--- BEGIN TEXT ---

November 03, 2003

Performance

I enjoy some informed Microsoft bashing as much as the next guy, but I have to quibble with a couple things:

Surely WinFS is going to make applications better? I mean, XML metadata for every file. Common data shared transparently between applications. Automatic searching and grouping. What could be better than that? Well, it won’t work. WinFS is going to be glacial. Whatever benefits WinFS holds for applications will be overwhelmed by performance so poor as to make them unusable.

Now, BFS was not a speed demon, and it wasn’t centered around XML, but it was a perfectly usable filesystem. It’s certainly not ridiculous on its face to have this kind of capability built in to the file system.

Of the 140,000 files, there is one file I care about more than any other, my Outlook .PST file. This one file is a repository of all my emails, sent and received, all my calendar items, and all my contacts. Know why it is one file? For performance. Try storing every email, appointment, or contact in a separate file, and you’ll have the slowest PIM known to man.

Is this really true? The system I use for email storage (Maildir) is the complete opposite of this approach: one email for every message. Now, there are positive and negatives to this scheme, but performance wise, there is certainly nothing to complain about, and I’ve got some big mailboxes. As an aside, Outlook’s one-big-file approach has only actual benefit from a user perspective: dead-simple backup. What it doesn’t allow for is the use of any tools outside of Outlook for accessing, sorting or search your email. But anyway.

Posted by Bill Stilwell at November 3, 2003 08:56 PM
Comments

In my experience as a developer generally we put everything in one big file in order to prevent users from being able to manipulate the individual files (e.g., accidentially removing part of collection of files).

Reading a data stream out of files should be faster than reading it out of a database stored in one big file. This is because for each block of data in the latter case, you have to look up the block in whatever data structures the database uses, and then to retrieve the block you do whatever the file system does. Reading data direct from a file skips that first look-up operation.

--- END TEXT ---
--- BEGIN RECORD EXTRACTS ---

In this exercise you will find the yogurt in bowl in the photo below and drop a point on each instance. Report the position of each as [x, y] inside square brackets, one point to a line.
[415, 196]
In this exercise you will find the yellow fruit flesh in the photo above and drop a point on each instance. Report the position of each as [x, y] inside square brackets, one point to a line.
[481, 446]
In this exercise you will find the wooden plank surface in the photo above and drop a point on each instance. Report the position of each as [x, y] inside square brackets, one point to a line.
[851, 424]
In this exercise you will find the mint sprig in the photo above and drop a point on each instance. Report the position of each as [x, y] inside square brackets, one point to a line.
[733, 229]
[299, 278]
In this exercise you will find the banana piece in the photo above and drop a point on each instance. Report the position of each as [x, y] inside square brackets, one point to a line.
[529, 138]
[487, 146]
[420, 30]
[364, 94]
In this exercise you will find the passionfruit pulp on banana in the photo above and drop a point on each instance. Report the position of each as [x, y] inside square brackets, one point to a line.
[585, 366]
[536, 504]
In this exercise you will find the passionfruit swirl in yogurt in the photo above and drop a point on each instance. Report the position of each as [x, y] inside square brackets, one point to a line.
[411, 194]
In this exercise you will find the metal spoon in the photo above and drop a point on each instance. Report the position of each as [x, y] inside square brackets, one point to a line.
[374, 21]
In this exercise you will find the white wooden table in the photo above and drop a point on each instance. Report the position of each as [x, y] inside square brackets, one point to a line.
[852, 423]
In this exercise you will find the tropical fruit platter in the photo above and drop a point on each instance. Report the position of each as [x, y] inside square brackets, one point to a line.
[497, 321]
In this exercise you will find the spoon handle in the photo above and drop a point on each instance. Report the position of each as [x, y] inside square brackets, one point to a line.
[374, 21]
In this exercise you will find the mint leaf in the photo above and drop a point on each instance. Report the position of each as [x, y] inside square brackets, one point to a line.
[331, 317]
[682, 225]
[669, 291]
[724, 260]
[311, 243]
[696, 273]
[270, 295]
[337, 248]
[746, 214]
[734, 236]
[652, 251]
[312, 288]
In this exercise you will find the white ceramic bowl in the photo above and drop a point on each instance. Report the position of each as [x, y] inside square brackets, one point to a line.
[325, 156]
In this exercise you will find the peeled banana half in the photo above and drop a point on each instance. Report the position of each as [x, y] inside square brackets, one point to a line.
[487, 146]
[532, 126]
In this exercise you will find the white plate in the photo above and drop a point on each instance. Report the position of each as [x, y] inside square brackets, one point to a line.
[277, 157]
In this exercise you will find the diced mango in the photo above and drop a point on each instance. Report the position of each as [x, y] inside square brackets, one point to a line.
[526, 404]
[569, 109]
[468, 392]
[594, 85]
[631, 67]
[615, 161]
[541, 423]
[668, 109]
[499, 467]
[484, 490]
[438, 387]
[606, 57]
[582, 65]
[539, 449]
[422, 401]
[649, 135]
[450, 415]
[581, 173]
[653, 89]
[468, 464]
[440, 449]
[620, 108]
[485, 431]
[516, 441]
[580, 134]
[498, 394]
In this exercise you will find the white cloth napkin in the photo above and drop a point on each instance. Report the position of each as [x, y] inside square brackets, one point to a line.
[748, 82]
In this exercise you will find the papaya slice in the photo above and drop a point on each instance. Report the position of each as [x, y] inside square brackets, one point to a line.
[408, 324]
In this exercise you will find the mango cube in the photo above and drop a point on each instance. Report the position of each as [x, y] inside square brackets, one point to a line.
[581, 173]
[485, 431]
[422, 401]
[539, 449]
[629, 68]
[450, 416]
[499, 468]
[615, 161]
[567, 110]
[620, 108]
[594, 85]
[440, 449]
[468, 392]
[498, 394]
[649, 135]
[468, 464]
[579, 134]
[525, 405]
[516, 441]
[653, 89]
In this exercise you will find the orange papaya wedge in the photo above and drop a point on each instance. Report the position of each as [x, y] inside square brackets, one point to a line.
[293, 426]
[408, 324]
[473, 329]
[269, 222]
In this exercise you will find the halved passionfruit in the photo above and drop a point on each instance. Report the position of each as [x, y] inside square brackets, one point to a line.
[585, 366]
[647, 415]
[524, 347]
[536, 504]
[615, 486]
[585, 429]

--- END RECORD EXTRACTS ---

• WORK INSTRUCTIONS:
Edit the WinFS performance post above: reproduce it starting with "Of the 140,000" and going on through "email. But anyway.", with "Maildir" changed to "mbox".

• COMPLETE ANSWER:
Of the 140,000 files, there is one file I care about more than any other, my Outlook .PST file. This one file is a repository of all my emails, sent and received, all my calendar items, and all my contacts. Know why it is one file? For performance. Try storing every email, appointment, or contact in a separate file, and you’ll have the slowest PIM known to man.

Is this really true? The system I use for email storage (mbox) is the complete opposite of this approach: one email for every message. Now, there are positive and negatives to this scheme, but performance wise, there is certainly nothing to complain about, and I’ve got some big mailboxes. As an aside, Outlook’s one-big-file approach has only actual benefit from a user perspective: dead-simple backup. What it doesn’t allow for is the use of any tools outside of Outlook for accessing, sorting or search your email. But anyway.